**WHAT IS ASKED**
Arrange the listing from its first line through the line containing "[181,311,218,411]", both included, as a JSON list of strings with one string per line and blank lines omitted.

(Detection listing)

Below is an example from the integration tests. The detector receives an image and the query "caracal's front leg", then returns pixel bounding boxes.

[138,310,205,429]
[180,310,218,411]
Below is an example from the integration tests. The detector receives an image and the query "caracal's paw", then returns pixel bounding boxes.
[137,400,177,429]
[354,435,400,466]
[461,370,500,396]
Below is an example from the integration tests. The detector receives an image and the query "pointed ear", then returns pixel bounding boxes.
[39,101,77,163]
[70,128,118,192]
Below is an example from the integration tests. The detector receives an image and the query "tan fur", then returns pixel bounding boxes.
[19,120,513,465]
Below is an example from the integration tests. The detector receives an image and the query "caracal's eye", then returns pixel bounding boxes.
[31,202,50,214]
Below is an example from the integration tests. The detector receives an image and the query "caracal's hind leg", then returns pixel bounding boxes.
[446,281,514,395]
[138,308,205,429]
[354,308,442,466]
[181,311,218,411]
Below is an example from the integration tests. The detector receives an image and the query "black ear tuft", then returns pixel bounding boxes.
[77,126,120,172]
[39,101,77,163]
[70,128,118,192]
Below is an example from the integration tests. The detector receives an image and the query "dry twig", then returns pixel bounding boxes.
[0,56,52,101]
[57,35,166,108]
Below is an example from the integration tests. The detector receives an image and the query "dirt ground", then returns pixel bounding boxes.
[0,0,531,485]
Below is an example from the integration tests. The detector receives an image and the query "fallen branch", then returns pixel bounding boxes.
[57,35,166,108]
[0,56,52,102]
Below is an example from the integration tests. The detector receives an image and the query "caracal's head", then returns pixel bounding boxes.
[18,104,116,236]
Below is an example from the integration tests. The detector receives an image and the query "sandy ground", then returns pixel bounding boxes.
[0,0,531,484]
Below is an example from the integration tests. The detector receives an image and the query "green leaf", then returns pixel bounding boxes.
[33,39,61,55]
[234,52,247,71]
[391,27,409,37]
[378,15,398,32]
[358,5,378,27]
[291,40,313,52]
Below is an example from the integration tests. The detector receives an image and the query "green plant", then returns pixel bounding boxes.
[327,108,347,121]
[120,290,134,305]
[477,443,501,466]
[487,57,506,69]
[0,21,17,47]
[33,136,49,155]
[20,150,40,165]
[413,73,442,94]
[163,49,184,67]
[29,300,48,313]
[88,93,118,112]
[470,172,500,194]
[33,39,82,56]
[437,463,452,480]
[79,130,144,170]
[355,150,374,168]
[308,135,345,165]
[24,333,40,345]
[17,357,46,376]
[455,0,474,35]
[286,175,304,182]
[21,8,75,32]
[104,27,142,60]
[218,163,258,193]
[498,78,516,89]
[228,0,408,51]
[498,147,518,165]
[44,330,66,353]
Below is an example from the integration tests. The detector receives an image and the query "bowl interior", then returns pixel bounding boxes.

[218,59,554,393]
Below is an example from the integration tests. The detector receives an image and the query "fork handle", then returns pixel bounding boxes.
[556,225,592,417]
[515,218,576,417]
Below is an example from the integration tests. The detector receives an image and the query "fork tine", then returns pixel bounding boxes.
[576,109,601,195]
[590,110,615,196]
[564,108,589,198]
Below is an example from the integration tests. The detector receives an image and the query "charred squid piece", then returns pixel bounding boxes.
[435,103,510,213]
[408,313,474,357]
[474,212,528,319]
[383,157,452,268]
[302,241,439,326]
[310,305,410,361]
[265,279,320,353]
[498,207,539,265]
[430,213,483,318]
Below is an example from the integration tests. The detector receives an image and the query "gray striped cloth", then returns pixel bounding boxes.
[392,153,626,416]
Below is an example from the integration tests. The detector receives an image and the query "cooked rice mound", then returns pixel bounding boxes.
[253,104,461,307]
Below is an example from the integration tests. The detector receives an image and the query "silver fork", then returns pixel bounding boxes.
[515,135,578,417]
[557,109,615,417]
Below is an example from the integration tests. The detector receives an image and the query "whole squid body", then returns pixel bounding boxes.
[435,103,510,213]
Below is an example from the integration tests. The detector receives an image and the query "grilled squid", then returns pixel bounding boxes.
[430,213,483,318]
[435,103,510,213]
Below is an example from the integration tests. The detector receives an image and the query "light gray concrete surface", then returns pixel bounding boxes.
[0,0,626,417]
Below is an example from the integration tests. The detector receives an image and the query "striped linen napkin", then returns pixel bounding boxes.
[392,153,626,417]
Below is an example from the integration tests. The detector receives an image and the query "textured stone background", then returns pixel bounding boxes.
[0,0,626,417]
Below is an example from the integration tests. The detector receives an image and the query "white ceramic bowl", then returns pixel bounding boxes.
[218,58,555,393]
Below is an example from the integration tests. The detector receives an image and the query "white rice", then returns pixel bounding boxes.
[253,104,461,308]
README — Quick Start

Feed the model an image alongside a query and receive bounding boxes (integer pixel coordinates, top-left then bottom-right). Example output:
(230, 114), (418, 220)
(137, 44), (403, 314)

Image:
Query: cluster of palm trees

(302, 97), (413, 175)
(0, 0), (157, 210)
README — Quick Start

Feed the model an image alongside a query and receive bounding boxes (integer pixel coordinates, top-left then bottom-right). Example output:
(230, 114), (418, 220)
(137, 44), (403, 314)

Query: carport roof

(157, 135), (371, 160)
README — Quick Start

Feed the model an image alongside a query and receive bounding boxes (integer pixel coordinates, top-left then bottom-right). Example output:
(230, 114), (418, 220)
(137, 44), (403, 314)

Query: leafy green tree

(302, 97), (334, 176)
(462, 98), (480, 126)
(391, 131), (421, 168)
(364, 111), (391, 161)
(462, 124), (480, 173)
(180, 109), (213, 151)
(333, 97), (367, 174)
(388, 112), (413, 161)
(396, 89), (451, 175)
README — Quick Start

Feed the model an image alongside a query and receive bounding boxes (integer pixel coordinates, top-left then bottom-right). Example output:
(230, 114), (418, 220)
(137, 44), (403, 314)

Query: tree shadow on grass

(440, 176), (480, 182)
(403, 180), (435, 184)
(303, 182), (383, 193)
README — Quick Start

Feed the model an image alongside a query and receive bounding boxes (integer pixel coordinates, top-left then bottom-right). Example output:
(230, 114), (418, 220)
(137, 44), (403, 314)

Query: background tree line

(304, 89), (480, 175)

**EXERCISE ANSWER**
[
  "Below is an example from the integration tests. The detector receives an image and the query \"caracal's front leg\", then returns pixel bounding boxes.",
  "[138,310,205,429]",
  "[180,310,218,411]",
  "Below is an example from the integration tests. The detector receives an image and the query \"caracal's paw\", then returns pixel bounding boxes.",
  "[137,400,177,429]",
  "[354,435,400,466]",
  "[461,370,500,396]",
  "Below is an example from the integration tests. The detector receives an image and the query \"pointed ear\", then returns pixel bounding boxes.",
  "[39,101,77,163]",
  "[70,128,118,192]",
  "Below is an example from the integration tests. The detector receives an image and the query \"tan fur\", then returns pixel bounding boxes.",
  "[19,120,513,465]",
  "Below is an example from the integration tests. The detector receives an image and the query \"caracal's eye\", then returns pixel bounding boxes.",
  "[31,202,50,214]",
  "Below is an example from the integration tests. The detector receives an image and the query \"caracal's hind leg\", then returns pixel bounding boxes.",
  "[446,281,514,395]",
  "[138,308,205,429]",
  "[354,308,442,466]",
  "[181,311,218,411]"
]